*課題一覧*:
1. 給与についての文章のうち、「国家公務員給与は」で始まる段落を、主な事実を残したまま短い箇条書きに直してください。
2. 下にある保存済みの項目のリストを、最初から最後まで一字一句変えずにそのまま繰り返してください。

----- 本文抜粋

それでいて、塾だの習い事だのと教育にもお金がかかるようになり、社会環境の変化や職種の増加もあり、可能な限り、女性も働くことができるようになりました。

それでも、税金や社会保険の扶養の都合上、103万円とか130万円以下に抑えている方も多いため、意図的に給与を少なくしている人が増えれば、当然、平均は下がっていくことになります。

フリーターの方々にしても同じで、ガツガツと働かなくのではなく、気ままに働くことも、それほど悪いことだと見なされなくなりました。

要するに、『30年間給与が上がっていない』のではなく、働き方が多様化して、『少しだけ働くことが選べるようになってきた』だけなのです。

公務員は対象外

もう一つの大きな問題は、『民間だけであり、公務員は対象外』なところです。
タイトルにも、はっきりと『民間』と書いてはいるのですけれども。

国家公務員給与は、人事院の給与勧告において、職歴や学歴などを加味した同程度の民間給与等を参考にするので、これが上がっているなら民間も上がっている証拠です。
人事院の「国家公務員の給与改定の推移」という資料を見る限り、下がっている年もありますが、基本的には増えています。

----------
----- 提供データ

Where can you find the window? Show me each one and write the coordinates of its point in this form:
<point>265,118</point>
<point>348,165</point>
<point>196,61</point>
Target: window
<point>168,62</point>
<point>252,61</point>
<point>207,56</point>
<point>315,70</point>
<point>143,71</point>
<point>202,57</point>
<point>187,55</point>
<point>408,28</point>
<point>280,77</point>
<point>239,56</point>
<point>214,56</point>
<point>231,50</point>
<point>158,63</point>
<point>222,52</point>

----------

*解答一覧*:
1.
・国家公務員給与は、人事院の給与勧告で、職歴や学歴などを加味した同程度の民間給与等を参考にする
・そのため、これが上がっていれば民間も上がっている証拠になる
・人事院の資料「国家公務員の給与改定の推移」では、下がった年もあるが、基本的には増えている

2.
Where can you find the window? Show me each one and write the coordinates of its point in this form:
<point>265,118</point>
<point>348,165</point>
<point>196,61</point>
Target: window
<point>168,62</point>
<point>252,61</point>
<point>207,56</point>
<point>315,70</point>
<point>143,71</point>
<point>202,57</point>
<point>187,55</point>
<point>408,28</point>
<point>280,77</point>
<point>239,56</point>
<point>214,56</point>
<point>231,50</point>
<point>158,63</point>
<point>222,52</point>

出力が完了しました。